* What to work on: Reproduce the following material verbatim, line for line.

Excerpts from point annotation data
* BEGIN *

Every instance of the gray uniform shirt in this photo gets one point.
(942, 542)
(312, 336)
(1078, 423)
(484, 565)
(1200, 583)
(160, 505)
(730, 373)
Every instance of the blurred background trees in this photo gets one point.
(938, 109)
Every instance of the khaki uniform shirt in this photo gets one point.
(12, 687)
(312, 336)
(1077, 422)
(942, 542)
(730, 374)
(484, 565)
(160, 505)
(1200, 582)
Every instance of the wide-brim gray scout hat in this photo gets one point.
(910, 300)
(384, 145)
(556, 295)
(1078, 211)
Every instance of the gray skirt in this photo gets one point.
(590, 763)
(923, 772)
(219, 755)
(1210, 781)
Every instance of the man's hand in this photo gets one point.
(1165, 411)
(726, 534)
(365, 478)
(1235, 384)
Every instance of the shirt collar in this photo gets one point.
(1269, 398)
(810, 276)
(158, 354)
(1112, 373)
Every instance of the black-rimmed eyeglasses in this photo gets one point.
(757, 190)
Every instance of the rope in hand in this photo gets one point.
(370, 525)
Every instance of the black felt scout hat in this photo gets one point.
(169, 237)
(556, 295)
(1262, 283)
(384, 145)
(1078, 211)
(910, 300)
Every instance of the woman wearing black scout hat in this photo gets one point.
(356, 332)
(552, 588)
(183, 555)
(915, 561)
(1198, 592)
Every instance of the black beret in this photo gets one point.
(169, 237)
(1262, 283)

* END *

* Task response:
Every instance of the gray uniform shirt in this photo gets one point.
(942, 542)
(312, 336)
(1078, 423)
(484, 565)
(1200, 583)
(160, 505)
(730, 373)
Every instance of the blurred background trees in this photo gets one point.
(938, 109)
Every instance of the khaki uniform shirt in this photo gets one point.
(12, 687)
(312, 336)
(1077, 422)
(942, 542)
(730, 374)
(484, 565)
(160, 505)
(1200, 582)
Every instance of the wide-brim gray scout hat in this photo gets one point.
(910, 300)
(384, 145)
(556, 295)
(1078, 211)
Every instance of the gray skirt in this photo gets one point.
(590, 763)
(923, 772)
(219, 755)
(1210, 781)
Every instance of the man's hand in this photo gets one point.
(1165, 411)
(726, 534)
(365, 478)
(1235, 384)
Every instance of the shirt collar in this photo gets one point.
(1269, 398)
(810, 276)
(158, 354)
(1112, 373)
Every instance of the black-rimmed eyeglasses in this photo gets one point.
(757, 190)
Every instance of the rope in hand in this photo gets one point.
(370, 525)
Every instance of the black felt scout hat in this photo gets one point.
(169, 237)
(556, 295)
(1262, 283)
(384, 145)
(1078, 211)
(910, 300)
Every instance of the woman wearing black scout hat in this photo gets one point.
(356, 332)
(552, 588)
(183, 555)
(915, 561)
(1198, 592)
Every instance of the black beret in this photo gets one point.
(169, 237)
(1262, 283)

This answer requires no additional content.